___ Texto apresentado ___
Sem sombra de dúvidas, um dos momentos mais sombrios da nossa história foi a ditadura militar (1964-1985). Nos versos de Gonzaguinha, “Memória de um tempo onde lutar / Por seu direito / É um defeito que mata / São tantas lutas inglórias / São histórias que a história / Qualquer dia contará”. Vivemos um momento em que se faz urgente resgatar essas memórias, contar as histórias das quais nos fala o poeta.
Que memórias são essas? São muitas, como por exemplo, o fato do regime só ter se estabelecido e se consolidado devido ao apoio empresarial e civil que recebeu. Uma parcela da sociedade que acreditava ser importante manter seus privilégios, outras partes seduzidas pelo discurso de ordem e moralização, apoiaram um regime que promovia violações dos direitos humanos e cruéis arbitrariedades.
Em sessões de torturas intermináveis, agentes do estado que levavam uma vida comum, com suas esposas, filhos e amigos, se deleitavam com o martírio dos corpos de prisioneiros políticos. Mesmo os que não foram para o campo da luta armada, se fossem considerados opositores ou inimigos políticos, muitas vezes também eram levados à tortura. Outros simplesmente desapareciam. As violações foram se aprofundando, e em 1968, com o AI-5, os agentes do Estado já tinham o direito garantido de dar sumiço em qualquer cidadão sem ter de dar qualquer explicação. Os direitos civis haviam sido suspensos em nome da “segurança nacional.”
Depois de muita luta a ditadura cedeu, abriu caminho para o processo de redemocratização. No entanto, a democracia veio acompanhada de um novo silenciamento, proposto pelos próprios ditadores, chamado de “Anistia”, em que deveria haver um esquecimento mútuo. O problema é que em termos psíquicos, esse esquecimento não acontece. Em seu artigo de 1914, “Repetir, Recordar, Elaborar”, Freud nos mostra como tudo aquilo que não é falado volta como sintoma, tende a se repetir até ser pensado e elaborado.
Vivemos agora a repetição daquilo que foi silenciado. Por isso vemos ainda apoiadores da ditadura que protestavam contra a comissão da verdade, dizendo se tratar de vingança, já que houve anistia. “Que se investigue os dois lados”, reivindicam estes. Um raciocínio pobre, mas principalmente conveniente para os que não são capazes de reconhecer que instituições, prédios públicos, agentes de Estado e todo um aparato estatal e privado foram usados sistematicamente para aniquilar, torturar e matar. Como se não houvesse uma desproporção absoluta de forças.
___ Dados em análise ___
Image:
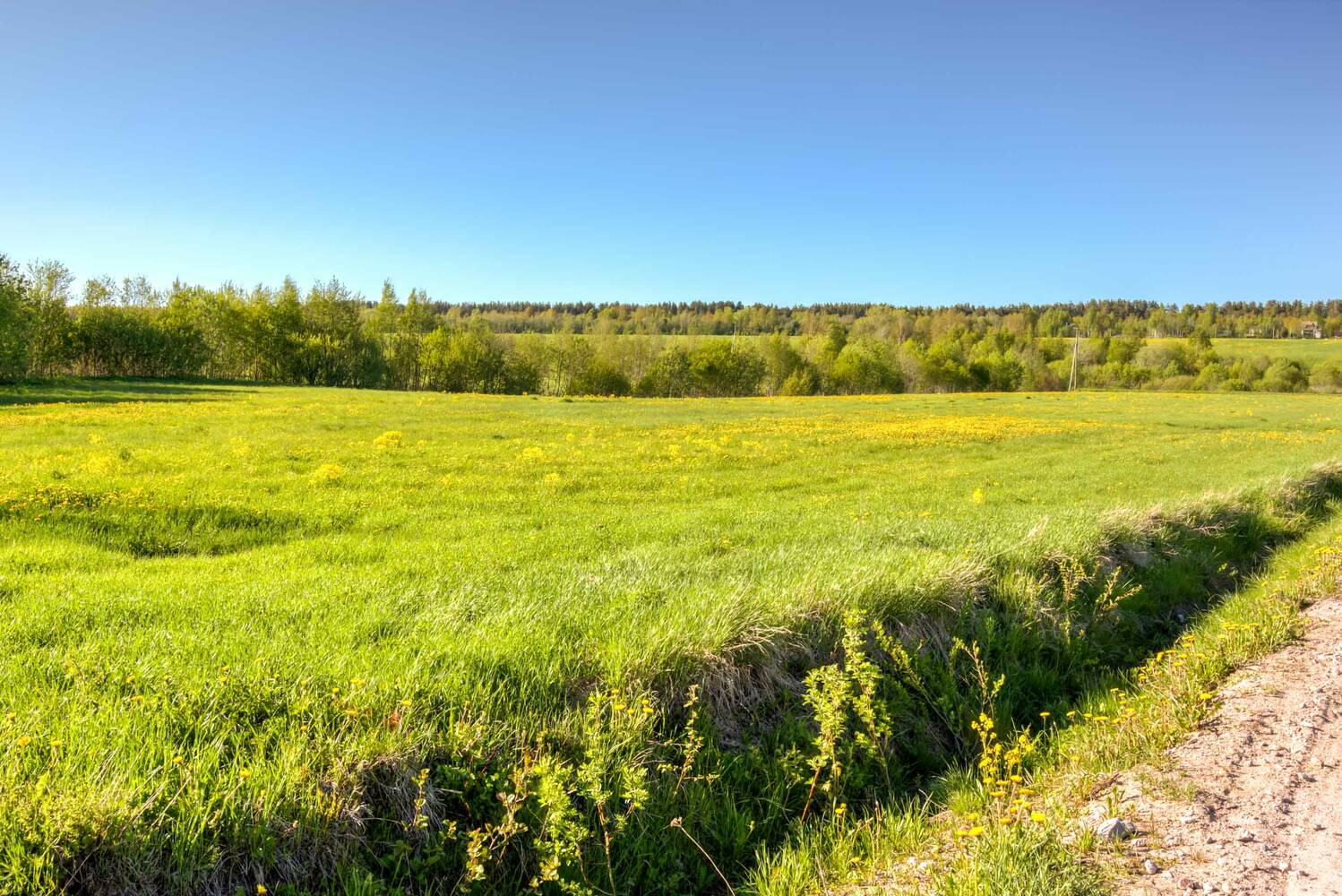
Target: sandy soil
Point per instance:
(1252, 801)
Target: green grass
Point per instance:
(247, 624)
(1126, 722)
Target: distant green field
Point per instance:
(228, 607)
(1306, 350)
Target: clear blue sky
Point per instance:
(624, 151)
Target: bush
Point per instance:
(1285, 375)
(668, 375)
(718, 367)
(863, 367)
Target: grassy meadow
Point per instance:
(240, 620)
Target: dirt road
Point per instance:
(1252, 801)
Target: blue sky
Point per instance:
(773, 151)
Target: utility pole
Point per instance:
(1077, 348)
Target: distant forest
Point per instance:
(333, 337)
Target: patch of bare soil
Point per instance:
(1251, 802)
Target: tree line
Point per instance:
(333, 337)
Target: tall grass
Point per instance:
(518, 596)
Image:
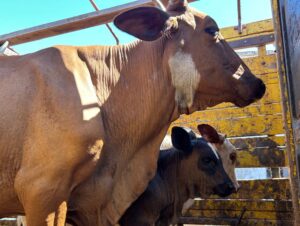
___
◆ Tarefas propostas ◆
- a) Que artigo de Freud o texto sobre a ditadura militar cita, e de que ano ele é?
- b) Indique se cada afirmação abaixo está de acordo com o texto sobre a ditadura militar e cite literalmente as palavras do texto que decidem cada caso: (i) o regime se estabeleceu sem depender de apoio empresarial ou civil; (ii) a chamada Anistia foi proposta pelos próprios ditadores; (iii) somente quem participava da luta armada era levado à tortura.
- c) Dê continuidade ao texto sobre a ditadura militar a partir da última frase apresentada.

◆ Respostas numeradas ◆
- a) O artigo “Repetir, Recordar, Elaborar”, de 1914.

- b)
(i) Não: «o fato do regime só ter se estabelecido e se consolidado devido ao apoio empresarial e civil que recebeu».
(ii) Sim: «a democracia veio acompanhada de um novo silenciamento, proposto pelos próprios ditadores, chamado de “Anistia”».
(iii) Não: «Mesmo os que não foram para o campo da luta armada, se fossem considerados opositores ou inimigos políticos, muitas vezes também eram levados à tortura.»

- c)
Na noite passada a vereadora do PSOL Marielle Franco foi morta a tiros no Rio de Janeiro. Fontes da polícia dizem que todos os indícios indicam que o crime não se trata de um assalto, mas de uma execução. Quatro dias antes de morrer, Marielle denunciou ação da Polícia Militar na Favela do Acari. “Nessa semana dois jovens foram mortos e jogados em um valão. Hoje a polícia andou pelas ruas ameaçando os moradores. Acontece desde sempre e com a intervenção ficou ainda pior”, escreveu ela no Facebook.
As décadas de ditadura militar precisam ser discutidas e compreendidas, caso contrário o país continuará no mesmo caminho sintomático, correndo grande risco de nunca superar essa estrutura violenta e autoritária, mas apoiar e repetir as arbitrariedades transcorridas que continuam a nos atingir. O silêncio que tanto querem os fascistas assegura o convívio doentio com fantasmas do passado e permite que estes continuem rondando as instâncias psíquicas coletivas.
Marielle dedicou sua vida à luta contra a desigualdade, a injustiça e a barbárie. Foi executada por fazer de sua voz uma denúncia potente e constante contra as arbitrariedades do Estado, o genocídio do povo negro e a estrutura social doentia da qual acabou sendo vítima. Não podemos mais silenciar.